===== Document =====

An alternative would be to move away from the special status of size 1 dims, and have a more pure form of broadcasting which doesn’t rely on it. So the above computation could be re-written to

// Snippet 3:
%t = xla_hlo.broadcast %a ... :  tensor<?x?xf32> -> tensor<?x?x?xf32>
%c = xla_hlo.add %t, %b : (
     tensor<?x?x?xf32>, tensor<?x?x?xf32>) -> tensor<?x?x?xf32>

I am using xla_hlo.broadcast here, but its specification actually doesnt allow this kind of broadcast. But it should be possible to generalize it to express such semantics. What you would need is a map from the original dimensions to the dimensions in the result that it is broadcasted to. So the above broadcast would be captured using these maps { 0 -> {0, 1}, 1 -> 2} which says both dims 0, 1 of the result get their value from dim 0 of the operand, and that dim 2 of the result gets the value from dim 1 of the operand.

This specification is immune to the dynamic broadcasting behavior that Snippet 2 suffered from. Even when expressed using Linalg Snippet 3 can be expressed as

#accesses =  
  [affine_map<(d0, d1, d2) -> (d0, d2)>,
   affine_map<(d0, d1, d2) -> (d0, d1, d2)>,
   affine_map<(d0, d1, d2) -> (d0, d1, d2)>]
#trait = { ..., 
  indexing_maps = #accesses, ...
}
%c = linalg.generic #trait %a, %b {
     ^bb0(%arg2 : f32, %arg3 : f32, %arg4 : f32):
       %2 = addf %arg2, %arg3:
       linalg.yield %2
     } :(tensor<?x?xf32>, tensor<?x?x?xf32>) ->  tensor<?x?x?xf32>

Apart from the advantage of not having the dynamic broadcasting problem, the above Linalg specification is IMO more canonical. It plays well with Linalg’s approach of determining loop bounds based on shapes of the operands (not going into more detail here). Indeed, I spent a few days prototyping some canonicalizations and folding at Linalg level to undo the presence of such size-1 dims at Linalg level since it leads to some problems with loop range inference. (Looking back at the original computation and seeing why this happened in the first place led me to the aspects highlighted in this post).

My take away from this is that having the special semantics for size-1 dims is problematic. It seems to be a complications introduced by abstractions than anything fundamental to the computational needs of the end-user. From my experience end-users typically end up doing a lot of reshapes to get the shape in the right form to do the broadcasting. (This also leads to other problems of having to deal with reshapes in codegen, which deserves a whole other post). If this is not the case, I’d happy to know more uses cases which do not allow the usage of broadcast semantics similar to Snippet 3.

=====

What to produce:
In the broadcasting text above, list every affine map in the `#accesses` definition.

===== Recorded data =====

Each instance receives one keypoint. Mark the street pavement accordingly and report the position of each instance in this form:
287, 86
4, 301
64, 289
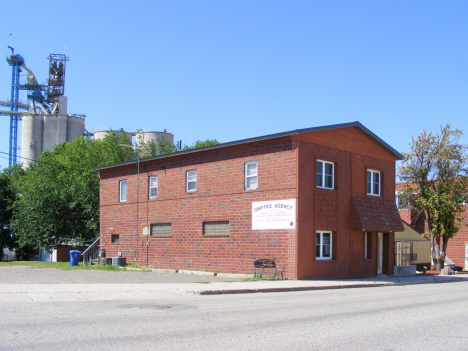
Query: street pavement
23, 284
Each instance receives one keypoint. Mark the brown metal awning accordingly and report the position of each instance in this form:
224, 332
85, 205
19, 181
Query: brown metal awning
375, 215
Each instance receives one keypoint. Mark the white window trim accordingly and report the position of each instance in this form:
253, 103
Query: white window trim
372, 182
323, 175
321, 246
365, 245
149, 187
251, 176
120, 190
187, 181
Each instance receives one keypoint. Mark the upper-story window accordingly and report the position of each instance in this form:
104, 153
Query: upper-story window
123, 191
373, 183
153, 187
251, 176
325, 174
191, 181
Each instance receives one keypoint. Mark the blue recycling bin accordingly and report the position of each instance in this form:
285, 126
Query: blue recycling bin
74, 257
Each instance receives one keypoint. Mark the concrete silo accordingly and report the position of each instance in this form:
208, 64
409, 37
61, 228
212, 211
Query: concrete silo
41, 132
144, 137
101, 134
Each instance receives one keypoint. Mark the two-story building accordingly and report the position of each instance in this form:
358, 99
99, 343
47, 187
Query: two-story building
318, 201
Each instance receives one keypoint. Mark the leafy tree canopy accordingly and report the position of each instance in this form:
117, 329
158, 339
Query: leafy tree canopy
435, 172
58, 199
59, 196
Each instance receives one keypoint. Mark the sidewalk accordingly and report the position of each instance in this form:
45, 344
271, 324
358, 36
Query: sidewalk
104, 292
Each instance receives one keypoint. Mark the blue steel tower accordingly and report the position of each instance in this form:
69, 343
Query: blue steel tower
15, 61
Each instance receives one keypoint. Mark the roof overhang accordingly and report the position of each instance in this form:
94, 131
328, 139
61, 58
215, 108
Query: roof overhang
292, 133
369, 214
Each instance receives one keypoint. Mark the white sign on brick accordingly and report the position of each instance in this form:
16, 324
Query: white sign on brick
276, 214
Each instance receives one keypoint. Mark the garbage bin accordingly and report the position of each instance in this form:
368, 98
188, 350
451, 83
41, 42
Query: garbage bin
74, 257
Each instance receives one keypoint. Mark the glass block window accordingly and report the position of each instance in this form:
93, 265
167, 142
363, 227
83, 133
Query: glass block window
323, 245
216, 228
325, 174
123, 191
191, 180
373, 183
251, 176
153, 187
161, 229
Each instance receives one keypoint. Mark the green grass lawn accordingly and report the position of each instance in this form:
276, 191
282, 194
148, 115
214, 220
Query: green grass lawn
66, 266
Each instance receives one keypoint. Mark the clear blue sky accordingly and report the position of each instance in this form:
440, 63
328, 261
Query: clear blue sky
237, 69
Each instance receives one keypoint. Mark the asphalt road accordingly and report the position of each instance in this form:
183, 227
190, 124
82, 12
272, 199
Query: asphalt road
28, 275
413, 317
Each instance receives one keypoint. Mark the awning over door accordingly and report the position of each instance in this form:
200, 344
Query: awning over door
375, 215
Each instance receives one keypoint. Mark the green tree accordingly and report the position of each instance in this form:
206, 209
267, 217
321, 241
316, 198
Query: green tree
435, 172
59, 199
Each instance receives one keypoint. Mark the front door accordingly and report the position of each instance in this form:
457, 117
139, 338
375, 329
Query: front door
379, 252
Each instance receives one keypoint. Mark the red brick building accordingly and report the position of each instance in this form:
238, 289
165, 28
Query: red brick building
325, 194
456, 247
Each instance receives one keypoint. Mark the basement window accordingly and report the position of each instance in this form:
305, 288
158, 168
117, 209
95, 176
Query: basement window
216, 228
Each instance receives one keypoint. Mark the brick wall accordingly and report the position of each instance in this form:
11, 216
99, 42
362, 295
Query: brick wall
220, 196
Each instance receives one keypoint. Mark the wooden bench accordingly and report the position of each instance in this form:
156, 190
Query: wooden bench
266, 266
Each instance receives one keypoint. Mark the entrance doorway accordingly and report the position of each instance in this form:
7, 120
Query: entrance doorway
379, 252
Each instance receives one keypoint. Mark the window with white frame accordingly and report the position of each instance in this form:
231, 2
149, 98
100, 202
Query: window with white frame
401, 205
251, 176
161, 229
323, 246
123, 191
216, 228
373, 183
325, 174
153, 187
191, 181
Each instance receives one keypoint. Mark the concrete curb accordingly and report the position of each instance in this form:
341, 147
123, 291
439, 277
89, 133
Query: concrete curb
325, 287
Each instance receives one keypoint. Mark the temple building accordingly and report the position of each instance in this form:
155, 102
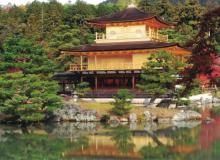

=====

Solution to this problem:
1. `affine_map<(d0, d1, d2) -> (d0, d2)>`
2. `affine_map<(d0, d1, d2) -> (d0, d1, d2)>`
3. `affine_map<(d0, d1, d2) -> (d0, d1, d2)>`